Tafsir Surat Al-Waqi’ah Ayat 27-30: Nikmat yang Diterima Ashabul Yamin di Surga

Tafsir Surat Al-Waqi’ah Ayat 27-30: Nikmat yang Diterima Ashabul Yamin di Surga

Tafsir Surat Al-Waqi’ah Ayat 27-30: Nikmat yang Diterima Ashabul Yamin di Surga
Kitab-kitab yang disusun rapi.

Surat al-Waqi’ah ayat 26 merupakan ayat terakhir di mana allah menerangkan nikmat yang di peroleh al-sabiqun kelak di surga. Pada ayat selanjutnya, Allah menerangkan golongan kedua: golongan kanan atau yang menerima catatan amal dari arah kanan. Allah menerangkan nikmat yang diberikan kepada ashabul yamin atau golongan kanan di ayat 27-30.

Allah berfirman:

وَأَصْحَابُ الْيَمِينِ مَا أَصْحَابُ الْيَمِينِ () فِي سِدْرٍ مَخْضُودٍ () وَطَلْحٍ مَنْضُودٍ () وَظِلٍّ مَمْدُودٍ

Waashhabul yamini ma ashhabul yamin. Fi sidrim makhdud. Wa thalhim mandhud. Wa dzillim mamdud.

 Artinya:

“Dan golongan kanan, Alangkah bahagianya golongan kanan itu. Berada di antara pohon bidara yang tak berduri. Dan pohon pisang yang bersusun-susun (buahnya). Dan naungan yang terbentang luas.” (QS: Al-Waqi’ah ayat 27-30)

Imam Ibnu Katsir dalam tafsirnya berkomentar terkait ayat di atas,  setelah Allah selesai menuturkan tempat golongan al-sabiqun, Allah lalu menyertakan setelahnya keterangan tentang golongan kanan. Mereka ini, seperti yang diungkapkan Imam Maimun Ibnu Mahram, berada di posisi sebawahnya al-sabiqun. Ayat 27 seakan-akan memancing pertanyaan, lalu bagaimana golongan kanan? Bagaimana kelak keadaan mereka? Di mana mereka kelak akan bertempat?

(Kutipan data kotak pembatas)
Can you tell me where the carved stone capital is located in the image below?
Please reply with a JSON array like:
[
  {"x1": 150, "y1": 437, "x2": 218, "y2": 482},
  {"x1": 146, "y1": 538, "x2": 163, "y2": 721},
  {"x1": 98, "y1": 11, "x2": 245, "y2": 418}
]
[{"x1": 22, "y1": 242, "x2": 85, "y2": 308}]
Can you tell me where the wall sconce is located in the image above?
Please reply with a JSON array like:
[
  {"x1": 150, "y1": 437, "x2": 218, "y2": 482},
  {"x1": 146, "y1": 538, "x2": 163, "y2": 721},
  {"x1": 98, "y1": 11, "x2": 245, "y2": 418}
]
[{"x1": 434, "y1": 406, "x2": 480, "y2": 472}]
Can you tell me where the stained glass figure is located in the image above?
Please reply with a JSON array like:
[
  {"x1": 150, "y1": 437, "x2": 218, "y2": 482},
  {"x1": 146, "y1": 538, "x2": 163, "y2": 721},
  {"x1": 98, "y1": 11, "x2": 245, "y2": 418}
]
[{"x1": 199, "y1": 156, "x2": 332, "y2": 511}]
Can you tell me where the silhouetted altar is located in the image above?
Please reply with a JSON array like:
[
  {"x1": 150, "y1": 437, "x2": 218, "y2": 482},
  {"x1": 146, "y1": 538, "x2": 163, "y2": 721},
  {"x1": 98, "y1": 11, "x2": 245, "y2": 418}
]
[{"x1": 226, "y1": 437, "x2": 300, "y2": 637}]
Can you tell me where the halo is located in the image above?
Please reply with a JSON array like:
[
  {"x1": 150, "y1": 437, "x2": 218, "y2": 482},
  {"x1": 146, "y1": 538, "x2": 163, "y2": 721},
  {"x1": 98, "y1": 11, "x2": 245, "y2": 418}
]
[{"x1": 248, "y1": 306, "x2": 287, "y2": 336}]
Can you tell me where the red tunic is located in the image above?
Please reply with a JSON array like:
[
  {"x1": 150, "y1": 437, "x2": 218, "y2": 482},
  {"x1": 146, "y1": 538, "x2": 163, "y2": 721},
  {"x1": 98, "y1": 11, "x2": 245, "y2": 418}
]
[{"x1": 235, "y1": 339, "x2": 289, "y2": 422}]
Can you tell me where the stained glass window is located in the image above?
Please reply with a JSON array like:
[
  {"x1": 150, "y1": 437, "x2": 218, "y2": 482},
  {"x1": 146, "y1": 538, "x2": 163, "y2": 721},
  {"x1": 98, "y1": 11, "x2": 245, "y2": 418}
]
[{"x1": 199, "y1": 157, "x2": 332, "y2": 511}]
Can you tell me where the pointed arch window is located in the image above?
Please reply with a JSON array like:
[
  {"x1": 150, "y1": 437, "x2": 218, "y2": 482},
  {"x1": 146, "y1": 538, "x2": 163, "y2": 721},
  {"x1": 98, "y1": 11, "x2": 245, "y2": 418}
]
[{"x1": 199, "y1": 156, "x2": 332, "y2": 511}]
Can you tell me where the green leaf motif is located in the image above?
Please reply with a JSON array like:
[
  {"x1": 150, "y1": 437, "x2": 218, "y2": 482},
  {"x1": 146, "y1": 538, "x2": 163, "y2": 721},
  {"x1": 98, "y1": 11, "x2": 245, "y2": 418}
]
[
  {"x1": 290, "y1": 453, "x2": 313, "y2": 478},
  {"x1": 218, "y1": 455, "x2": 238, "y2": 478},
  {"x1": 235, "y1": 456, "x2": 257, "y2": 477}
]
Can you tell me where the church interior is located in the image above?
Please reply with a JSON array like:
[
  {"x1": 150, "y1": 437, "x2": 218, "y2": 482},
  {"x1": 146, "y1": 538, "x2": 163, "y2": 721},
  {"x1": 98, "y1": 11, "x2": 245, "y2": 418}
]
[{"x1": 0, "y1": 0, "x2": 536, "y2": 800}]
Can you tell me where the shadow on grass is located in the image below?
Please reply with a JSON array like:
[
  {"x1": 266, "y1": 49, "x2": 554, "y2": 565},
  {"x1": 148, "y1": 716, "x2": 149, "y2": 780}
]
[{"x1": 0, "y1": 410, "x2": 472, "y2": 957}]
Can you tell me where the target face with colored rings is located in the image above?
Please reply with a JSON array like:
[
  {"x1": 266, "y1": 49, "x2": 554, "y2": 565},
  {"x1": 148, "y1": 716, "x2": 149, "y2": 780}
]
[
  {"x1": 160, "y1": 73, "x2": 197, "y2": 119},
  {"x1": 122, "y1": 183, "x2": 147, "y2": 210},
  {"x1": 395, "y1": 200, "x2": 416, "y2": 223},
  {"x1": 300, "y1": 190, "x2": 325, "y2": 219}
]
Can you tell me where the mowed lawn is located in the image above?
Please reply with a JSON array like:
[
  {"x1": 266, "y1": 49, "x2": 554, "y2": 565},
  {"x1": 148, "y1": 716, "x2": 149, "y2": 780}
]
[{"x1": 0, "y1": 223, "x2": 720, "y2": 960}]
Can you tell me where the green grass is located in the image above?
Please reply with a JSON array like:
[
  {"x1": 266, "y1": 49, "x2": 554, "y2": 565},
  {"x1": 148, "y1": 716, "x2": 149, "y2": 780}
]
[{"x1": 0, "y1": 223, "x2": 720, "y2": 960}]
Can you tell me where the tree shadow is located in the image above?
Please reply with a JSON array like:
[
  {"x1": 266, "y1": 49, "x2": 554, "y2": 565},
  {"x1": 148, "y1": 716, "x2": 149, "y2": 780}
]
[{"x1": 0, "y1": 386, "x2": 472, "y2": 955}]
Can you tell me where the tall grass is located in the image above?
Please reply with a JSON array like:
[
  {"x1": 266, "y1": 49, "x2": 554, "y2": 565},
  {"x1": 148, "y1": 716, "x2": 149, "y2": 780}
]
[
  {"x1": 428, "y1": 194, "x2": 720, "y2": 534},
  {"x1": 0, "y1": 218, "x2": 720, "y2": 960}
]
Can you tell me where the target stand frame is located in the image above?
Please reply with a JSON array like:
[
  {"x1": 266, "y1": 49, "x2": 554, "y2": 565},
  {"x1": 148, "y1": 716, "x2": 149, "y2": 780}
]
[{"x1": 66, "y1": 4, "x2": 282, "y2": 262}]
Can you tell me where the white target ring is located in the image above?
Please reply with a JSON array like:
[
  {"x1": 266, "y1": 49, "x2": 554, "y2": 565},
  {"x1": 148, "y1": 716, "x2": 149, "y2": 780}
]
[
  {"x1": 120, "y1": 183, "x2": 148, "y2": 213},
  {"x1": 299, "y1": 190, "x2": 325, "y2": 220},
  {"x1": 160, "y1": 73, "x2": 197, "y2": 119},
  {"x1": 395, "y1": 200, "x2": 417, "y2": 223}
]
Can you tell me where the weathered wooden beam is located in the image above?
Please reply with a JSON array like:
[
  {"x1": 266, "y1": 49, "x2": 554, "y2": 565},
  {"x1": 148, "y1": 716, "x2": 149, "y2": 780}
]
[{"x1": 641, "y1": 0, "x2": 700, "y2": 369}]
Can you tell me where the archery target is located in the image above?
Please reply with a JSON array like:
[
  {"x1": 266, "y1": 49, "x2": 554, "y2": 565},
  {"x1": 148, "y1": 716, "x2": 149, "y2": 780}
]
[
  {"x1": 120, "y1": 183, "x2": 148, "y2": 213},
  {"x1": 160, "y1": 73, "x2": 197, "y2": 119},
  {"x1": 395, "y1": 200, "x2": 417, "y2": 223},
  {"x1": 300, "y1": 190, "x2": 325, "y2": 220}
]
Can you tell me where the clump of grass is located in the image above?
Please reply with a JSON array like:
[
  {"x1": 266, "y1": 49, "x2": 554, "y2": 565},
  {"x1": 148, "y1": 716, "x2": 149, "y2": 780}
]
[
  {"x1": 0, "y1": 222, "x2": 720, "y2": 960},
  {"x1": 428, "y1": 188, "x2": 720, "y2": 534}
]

-- TUGAS --
[1] Sebutkan semua nikmat bagi golongan kanan yang tercantum dalam terjemahan ayat pada teks tafsir.
[2] Ulangi seluruh bagian teks tafsir mulai dari "Imam Ibnu Katsir" sampai ke "kelak akan bertempat?", tanpa mengubah apa pun.

-- HASIL LATIHAN --
[1]
- Pohon bidara yang tak berduri
- Pohon pisang yang bersusun-susun (buahnya)
- Naungan yang terbentang luas

[2]
Imam Ibnu Katsir dalam tafsirnya berkomentar terkait ayat di atas,  setelah Allah selesai menuturkan tempat golongan al-sabiqun, Allah lalu menyertakan setelahnya keterangan tentang golongan kanan. Mereka ini, seperti yang diungkapkan Imam Maimun Ibnu Mahram, berada di posisi sebawahnya al-sabiqun. Ayat 27 seakan-akan memancing pertanyaan, lalu bagaimana golongan kanan? Bagaimana kelak keadaan mereka? Di mana mereka kelak akan bertempat?